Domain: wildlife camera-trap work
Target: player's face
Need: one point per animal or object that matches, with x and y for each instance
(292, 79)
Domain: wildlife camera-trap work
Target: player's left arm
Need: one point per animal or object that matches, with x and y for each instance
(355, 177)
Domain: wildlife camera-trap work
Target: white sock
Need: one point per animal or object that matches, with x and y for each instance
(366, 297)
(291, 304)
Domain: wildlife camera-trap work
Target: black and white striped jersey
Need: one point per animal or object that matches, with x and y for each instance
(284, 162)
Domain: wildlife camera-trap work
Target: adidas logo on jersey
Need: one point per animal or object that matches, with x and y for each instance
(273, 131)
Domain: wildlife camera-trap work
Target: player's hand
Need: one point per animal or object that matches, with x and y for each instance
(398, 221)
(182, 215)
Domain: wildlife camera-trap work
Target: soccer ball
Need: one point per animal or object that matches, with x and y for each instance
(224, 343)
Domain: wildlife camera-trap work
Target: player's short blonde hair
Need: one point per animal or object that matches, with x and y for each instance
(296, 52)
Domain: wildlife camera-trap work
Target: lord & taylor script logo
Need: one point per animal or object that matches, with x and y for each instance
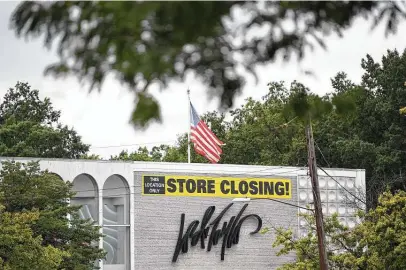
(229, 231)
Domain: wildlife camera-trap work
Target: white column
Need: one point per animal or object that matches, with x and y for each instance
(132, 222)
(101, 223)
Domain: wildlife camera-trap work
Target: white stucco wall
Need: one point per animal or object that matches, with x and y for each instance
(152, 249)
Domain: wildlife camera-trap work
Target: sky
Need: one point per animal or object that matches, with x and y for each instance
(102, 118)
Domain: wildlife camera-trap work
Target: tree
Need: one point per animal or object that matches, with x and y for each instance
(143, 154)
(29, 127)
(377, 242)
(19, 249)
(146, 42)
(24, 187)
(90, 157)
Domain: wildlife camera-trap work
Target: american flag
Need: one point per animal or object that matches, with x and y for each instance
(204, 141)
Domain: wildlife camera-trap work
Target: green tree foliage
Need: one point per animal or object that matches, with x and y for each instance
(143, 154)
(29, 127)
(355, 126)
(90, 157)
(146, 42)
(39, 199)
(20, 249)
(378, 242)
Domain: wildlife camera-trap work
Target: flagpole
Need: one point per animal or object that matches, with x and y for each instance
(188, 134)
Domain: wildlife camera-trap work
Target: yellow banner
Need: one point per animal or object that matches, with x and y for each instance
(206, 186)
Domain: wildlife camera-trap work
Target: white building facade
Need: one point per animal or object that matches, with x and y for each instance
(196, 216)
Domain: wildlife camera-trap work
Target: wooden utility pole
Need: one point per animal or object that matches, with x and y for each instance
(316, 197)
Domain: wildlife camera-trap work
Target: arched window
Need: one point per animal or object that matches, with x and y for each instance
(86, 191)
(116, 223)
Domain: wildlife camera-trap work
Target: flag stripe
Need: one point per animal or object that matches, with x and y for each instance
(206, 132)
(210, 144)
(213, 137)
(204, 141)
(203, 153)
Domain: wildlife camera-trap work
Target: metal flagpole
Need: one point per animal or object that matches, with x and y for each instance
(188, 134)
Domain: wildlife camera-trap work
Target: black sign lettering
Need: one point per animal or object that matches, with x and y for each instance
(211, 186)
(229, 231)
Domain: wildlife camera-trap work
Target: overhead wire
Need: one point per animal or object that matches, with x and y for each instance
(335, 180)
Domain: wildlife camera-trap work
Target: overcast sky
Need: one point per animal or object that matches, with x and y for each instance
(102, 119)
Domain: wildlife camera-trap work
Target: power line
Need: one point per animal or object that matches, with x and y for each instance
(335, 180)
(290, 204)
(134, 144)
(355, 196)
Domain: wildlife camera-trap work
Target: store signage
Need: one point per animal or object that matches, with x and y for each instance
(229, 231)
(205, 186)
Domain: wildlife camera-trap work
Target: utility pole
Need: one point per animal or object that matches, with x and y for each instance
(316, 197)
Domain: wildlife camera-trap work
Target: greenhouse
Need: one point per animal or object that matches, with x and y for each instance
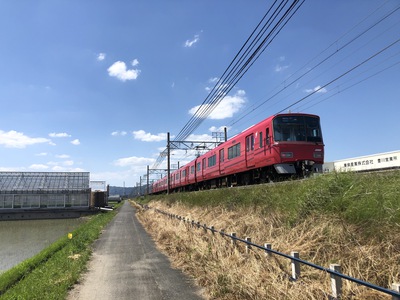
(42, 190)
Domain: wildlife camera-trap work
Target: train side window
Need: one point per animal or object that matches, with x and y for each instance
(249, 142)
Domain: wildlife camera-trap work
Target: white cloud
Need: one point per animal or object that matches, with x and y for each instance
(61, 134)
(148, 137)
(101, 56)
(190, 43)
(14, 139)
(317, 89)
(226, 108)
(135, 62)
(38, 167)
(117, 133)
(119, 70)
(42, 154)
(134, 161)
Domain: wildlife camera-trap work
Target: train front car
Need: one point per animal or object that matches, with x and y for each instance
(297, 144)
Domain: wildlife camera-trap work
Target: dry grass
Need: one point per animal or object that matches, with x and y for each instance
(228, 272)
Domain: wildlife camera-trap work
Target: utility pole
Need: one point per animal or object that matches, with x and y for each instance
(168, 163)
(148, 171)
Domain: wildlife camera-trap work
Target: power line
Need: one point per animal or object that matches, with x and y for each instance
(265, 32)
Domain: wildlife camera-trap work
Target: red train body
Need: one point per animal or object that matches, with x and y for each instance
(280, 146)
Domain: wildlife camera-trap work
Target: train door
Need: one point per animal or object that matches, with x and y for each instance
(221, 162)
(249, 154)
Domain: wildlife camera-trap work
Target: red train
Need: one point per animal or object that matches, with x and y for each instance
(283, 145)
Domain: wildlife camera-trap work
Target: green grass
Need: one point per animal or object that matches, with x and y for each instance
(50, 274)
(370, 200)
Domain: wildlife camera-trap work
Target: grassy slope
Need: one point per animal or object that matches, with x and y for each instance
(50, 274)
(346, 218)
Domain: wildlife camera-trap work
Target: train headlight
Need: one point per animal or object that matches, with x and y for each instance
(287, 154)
...
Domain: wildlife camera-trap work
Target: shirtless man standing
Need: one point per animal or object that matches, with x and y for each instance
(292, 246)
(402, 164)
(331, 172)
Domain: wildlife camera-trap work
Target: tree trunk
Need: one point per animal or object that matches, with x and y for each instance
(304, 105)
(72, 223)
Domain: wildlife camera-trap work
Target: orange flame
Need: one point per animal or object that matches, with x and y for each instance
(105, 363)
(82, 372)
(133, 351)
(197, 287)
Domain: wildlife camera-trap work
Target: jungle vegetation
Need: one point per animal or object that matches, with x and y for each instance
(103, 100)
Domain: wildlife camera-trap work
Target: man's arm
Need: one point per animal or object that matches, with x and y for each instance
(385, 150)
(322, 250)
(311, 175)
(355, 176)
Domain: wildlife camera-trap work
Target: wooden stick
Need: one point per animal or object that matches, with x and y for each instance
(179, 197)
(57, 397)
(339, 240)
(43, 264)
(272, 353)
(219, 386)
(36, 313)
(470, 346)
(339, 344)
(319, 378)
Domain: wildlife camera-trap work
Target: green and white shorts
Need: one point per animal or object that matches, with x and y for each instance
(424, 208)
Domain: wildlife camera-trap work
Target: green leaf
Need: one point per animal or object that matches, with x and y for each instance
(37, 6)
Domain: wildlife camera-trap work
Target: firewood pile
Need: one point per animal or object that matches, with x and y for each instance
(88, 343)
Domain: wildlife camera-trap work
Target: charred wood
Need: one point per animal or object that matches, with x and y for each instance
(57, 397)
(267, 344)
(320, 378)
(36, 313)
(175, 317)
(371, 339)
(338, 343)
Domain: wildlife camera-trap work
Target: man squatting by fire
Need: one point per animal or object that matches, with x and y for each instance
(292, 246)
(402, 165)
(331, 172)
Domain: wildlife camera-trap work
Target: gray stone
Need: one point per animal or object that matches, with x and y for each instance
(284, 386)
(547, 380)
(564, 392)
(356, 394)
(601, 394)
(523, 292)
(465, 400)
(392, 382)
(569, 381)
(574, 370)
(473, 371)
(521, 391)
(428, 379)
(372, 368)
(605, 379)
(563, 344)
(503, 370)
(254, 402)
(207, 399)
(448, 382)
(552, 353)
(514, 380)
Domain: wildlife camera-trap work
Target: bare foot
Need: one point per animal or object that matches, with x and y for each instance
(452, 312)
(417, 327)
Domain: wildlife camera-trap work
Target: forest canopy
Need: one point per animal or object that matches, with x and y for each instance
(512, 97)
--
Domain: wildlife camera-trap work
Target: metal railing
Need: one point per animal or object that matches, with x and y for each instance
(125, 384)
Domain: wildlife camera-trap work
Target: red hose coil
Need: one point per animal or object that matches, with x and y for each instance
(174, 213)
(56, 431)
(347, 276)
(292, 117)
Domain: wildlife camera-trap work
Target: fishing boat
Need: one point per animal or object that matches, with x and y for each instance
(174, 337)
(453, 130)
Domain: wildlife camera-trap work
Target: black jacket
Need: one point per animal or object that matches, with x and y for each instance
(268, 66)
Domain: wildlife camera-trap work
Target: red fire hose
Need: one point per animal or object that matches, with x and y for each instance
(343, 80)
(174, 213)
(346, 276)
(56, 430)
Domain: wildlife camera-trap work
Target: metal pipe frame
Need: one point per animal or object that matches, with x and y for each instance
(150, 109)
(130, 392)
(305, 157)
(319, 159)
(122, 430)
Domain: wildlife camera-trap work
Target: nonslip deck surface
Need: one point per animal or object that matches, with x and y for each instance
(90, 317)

**Exercise brief:** Pick out each line of the listing above that contains the word "black".

**Response to the exercise:**
Target: black and white striped jersey
Target: black sign lettering
Target: black jacket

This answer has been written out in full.